### Texte choisi
##############################
Déjà, en mars dernier, lors de la cérémonie des 80 ans du CRIF, il avait déclaré, sur un ton martial : « Nous serons intraitables envers l'antisémitisme », en pleine recrudescence dans notre pays depuis les attaques du Hamas en Israël, le 7 octobre, avec 366 faits enregistrés au premier trimestre de cette année, soit une augmentation de 300 % par rapport aux trois premiers mois de l’année précédente. Quelques jours après, Sciences Po était bloquée par des militants en keffieh hurlant des slogans niant l’existence d’Israël avec, à leurs côtés, les orchestrateurs du chaos : les députés de La France insoumise et la très pro-palestinienne Rima Hassan, candidate aux élections européennes. Face à ces représentants d’un antisémitisme décomplexé qui nazifient Israël et héroïsent le Hamas, la direction de Science Po ne s’est pas, quant à elle, montrée « intraitable ». Bien au contraire, par lâcheté et complaisance, elle a traité avec les manifestants en se couchant devant leurs revendications. Les militants ont donc eu leur débat et n’ont pas été inquiétés par des procédures disciplinaires. Peu importe si des étudiants de confession juive se sentent menacés, comme très certainement cette jeune fille ostracisée de l’amphi historique de Sciences Po Boutny, rebaptisé Gaza, parce qu’elle était juive.
##############################
(Extrait d'un jeu de données)
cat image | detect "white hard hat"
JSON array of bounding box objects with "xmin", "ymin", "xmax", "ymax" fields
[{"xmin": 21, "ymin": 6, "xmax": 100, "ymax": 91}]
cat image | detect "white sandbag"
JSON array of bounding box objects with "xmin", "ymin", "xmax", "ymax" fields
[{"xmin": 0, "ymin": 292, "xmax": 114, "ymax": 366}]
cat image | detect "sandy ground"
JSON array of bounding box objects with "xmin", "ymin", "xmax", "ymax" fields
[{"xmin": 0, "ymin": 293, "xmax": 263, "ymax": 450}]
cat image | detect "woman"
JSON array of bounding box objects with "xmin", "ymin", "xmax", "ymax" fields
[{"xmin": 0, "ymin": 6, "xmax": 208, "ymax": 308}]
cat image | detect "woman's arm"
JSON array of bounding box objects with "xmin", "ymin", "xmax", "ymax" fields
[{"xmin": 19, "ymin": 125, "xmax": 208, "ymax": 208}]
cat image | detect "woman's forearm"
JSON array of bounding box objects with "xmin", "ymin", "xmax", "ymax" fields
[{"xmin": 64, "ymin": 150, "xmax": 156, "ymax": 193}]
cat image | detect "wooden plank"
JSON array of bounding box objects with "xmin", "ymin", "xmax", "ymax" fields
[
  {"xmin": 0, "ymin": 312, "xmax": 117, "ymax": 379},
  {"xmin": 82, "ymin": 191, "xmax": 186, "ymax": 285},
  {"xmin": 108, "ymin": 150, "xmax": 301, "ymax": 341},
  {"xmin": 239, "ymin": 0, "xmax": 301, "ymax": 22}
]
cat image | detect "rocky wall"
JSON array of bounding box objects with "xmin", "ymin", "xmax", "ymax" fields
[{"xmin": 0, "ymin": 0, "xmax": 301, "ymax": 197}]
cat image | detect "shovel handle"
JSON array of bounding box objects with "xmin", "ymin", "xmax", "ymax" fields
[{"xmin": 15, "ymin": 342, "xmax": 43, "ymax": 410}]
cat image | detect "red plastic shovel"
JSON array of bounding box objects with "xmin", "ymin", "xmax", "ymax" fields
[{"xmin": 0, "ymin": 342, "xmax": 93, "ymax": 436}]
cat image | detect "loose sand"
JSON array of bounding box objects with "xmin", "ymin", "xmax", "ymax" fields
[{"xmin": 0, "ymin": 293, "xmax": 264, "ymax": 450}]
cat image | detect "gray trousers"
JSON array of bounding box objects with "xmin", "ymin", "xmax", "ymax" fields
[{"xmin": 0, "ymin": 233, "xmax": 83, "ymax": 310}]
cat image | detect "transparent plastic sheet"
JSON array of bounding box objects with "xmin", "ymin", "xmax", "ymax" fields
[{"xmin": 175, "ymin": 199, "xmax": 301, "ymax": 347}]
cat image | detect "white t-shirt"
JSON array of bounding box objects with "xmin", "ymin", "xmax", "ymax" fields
##############################
Citez mot pour mot l'intégralité du texte sur l'antisémitisme et le blocage de Sciences Po.

### Réponse attendue
Déjà, en mars dernier, lors de la cérémonie des 80 ans du CRIF, il avait déclaré, sur un ton martial : « Nous serons intraitables envers l'antisémitisme », en pleine recrudescence dans notre pays depuis les attaques du Hamas en Israël, le 7 octobre, avec 366 faits enregistrés au premier trimestre de cette année, soit une augmentation de 300 % par rapport aux trois premiers mois de l’année précédente. Quelques jours après, Sciences Po était bloquée par des militants en keffieh hurlant des slogans niant l’existence d’Israël avec, à leurs côtés, les orchestrateurs du chaos : les députés de La France insoumise et la très pro-palestinienne Rima Hassan, candidate aux élections européennes. Face à ces représentants d’un antisémitisme décomplexé qui nazifient Israël et héroïsent le Hamas, la direction de Science Po ne s’est pas, quant à elle, montrée « intraitable ». Bien au contraire, par lâcheté et complaisance, elle a traité avec les manifestants en se couchant devant leurs revendications. Les militants ont donc eu leur débat et n’ont pas été inquiétés par des procédures disciplinaires. Peu importe si des étudiants de confession juive se sentent menacés, comme très certainement cette jeune fille ostracisée de l’amphi historique de Sciences Po Boutny, rebaptisé Gaza, parce qu’elle était juive.